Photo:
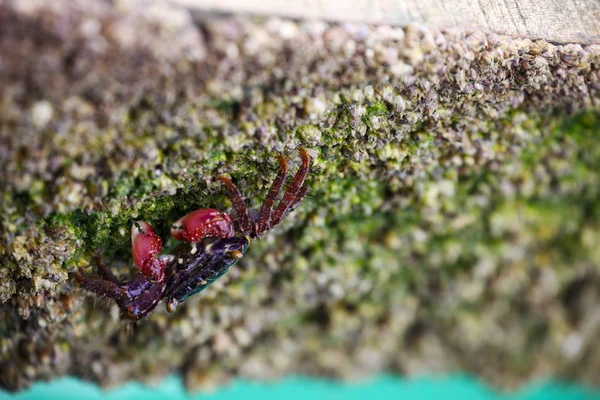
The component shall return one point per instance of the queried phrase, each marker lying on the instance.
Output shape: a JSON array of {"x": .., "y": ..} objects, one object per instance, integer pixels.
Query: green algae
[{"x": 452, "y": 220}]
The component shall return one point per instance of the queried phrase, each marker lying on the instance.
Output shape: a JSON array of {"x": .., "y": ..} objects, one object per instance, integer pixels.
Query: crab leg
[
  {"x": 101, "y": 286},
  {"x": 267, "y": 207},
  {"x": 291, "y": 195}
]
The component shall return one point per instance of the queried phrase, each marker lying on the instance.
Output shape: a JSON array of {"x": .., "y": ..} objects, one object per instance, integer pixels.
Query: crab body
[{"x": 212, "y": 243}]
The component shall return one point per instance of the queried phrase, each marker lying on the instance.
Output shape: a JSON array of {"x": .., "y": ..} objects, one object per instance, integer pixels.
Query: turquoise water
[{"x": 385, "y": 387}]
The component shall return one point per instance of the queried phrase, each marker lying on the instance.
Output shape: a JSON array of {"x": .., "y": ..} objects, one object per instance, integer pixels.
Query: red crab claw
[
  {"x": 145, "y": 244},
  {"x": 199, "y": 224}
]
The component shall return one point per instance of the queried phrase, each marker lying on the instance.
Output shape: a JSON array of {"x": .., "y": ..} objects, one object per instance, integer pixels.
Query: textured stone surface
[{"x": 452, "y": 224}]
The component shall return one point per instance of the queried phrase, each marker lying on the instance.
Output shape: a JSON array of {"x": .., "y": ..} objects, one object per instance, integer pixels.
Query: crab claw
[
  {"x": 197, "y": 225},
  {"x": 145, "y": 244}
]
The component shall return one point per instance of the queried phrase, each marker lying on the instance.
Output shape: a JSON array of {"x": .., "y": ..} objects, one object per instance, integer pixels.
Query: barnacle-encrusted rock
[{"x": 453, "y": 221}]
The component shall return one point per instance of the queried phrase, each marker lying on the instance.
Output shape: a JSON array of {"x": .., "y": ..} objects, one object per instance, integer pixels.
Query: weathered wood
[{"x": 552, "y": 20}]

» **Try it**
The entries are to be transcribed in full. Their pictures are not.

» **Completed task**
Photo:
The component shall return one point per instance of the queried phrase, each marker lying on the instance.
Output shape: a JSON array of {"x": .., "y": ..} objects, one object per instance, integer pixels.
Query: green algae
[{"x": 452, "y": 220}]
The component shall return one point per instance of the queried phrase, each marker lying on the instance.
Output shape: a JSON array of {"x": .., "y": ..} objects, one object per instance, integer pixels.
Query: crab leg
[
  {"x": 101, "y": 286},
  {"x": 267, "y": 207},
  {"x": 291, "y": 195}
]
The component shall return one point per instance of the queried phrase, each marker lying on the instance.
Output shape: a JSON array of {"x": .., "y": ..} objects, one object per instance, integer pixels.
Query: crab body
[{"x": 212, "y": 243}]
The component shall return one point per instance of the queried phrase, each marker lying on the instance.
Output shape: a JSON array of {"x": .., "y": ..} objects, one object per instance, integer pixels.
Query: turquoise water
[{"x": 385, "y": 387}]
The component shall return one point per instance of the queried phrase, each marker lying on the instance.
Output shape: a JSON array of {"x": .., "y": ..} objects, one object per instance, integer pixels.
Query: red crab claw
[
  {"x": 145, "y": 244},
  {"x": 199, "y": 224}
]
The component shall return one point per instance of the queried phrase, each marker lying on the instance.
Output shape: a JSON array of {"x": .., "y": ..} objects, one object per instance, integer pixels.
Query: textured stone surface
[{"x": 452, "y": 224}]
The component shall return one point per instance of the queried phrase, each marker lying on the instance.
Output shape: a JSON array of {"x": .., "y": ..} objects, one object per instance, integer pixels.
Query: crab claw
[
  {"x": 197, "y": 225},
  {"x": 145, "y": 244}
]
The component shall return one point per instance of the queried phrase, each marker lying on the instance.
Output shape: a JSON array of {"x": .., "y": ..} objects, one object per instance, integer pixels.
Query: barnacle-encrusted rock
[{"x": 453, "y": 221}]
The component shall return one point per instance of the queried phrase, each marker lying on the instance.
Output shape: a JSON array of {"x": .., "y": ..} objects, one object per instance, integer pixels.
Query: weathered wood
[{"x": 552, "y": 20}]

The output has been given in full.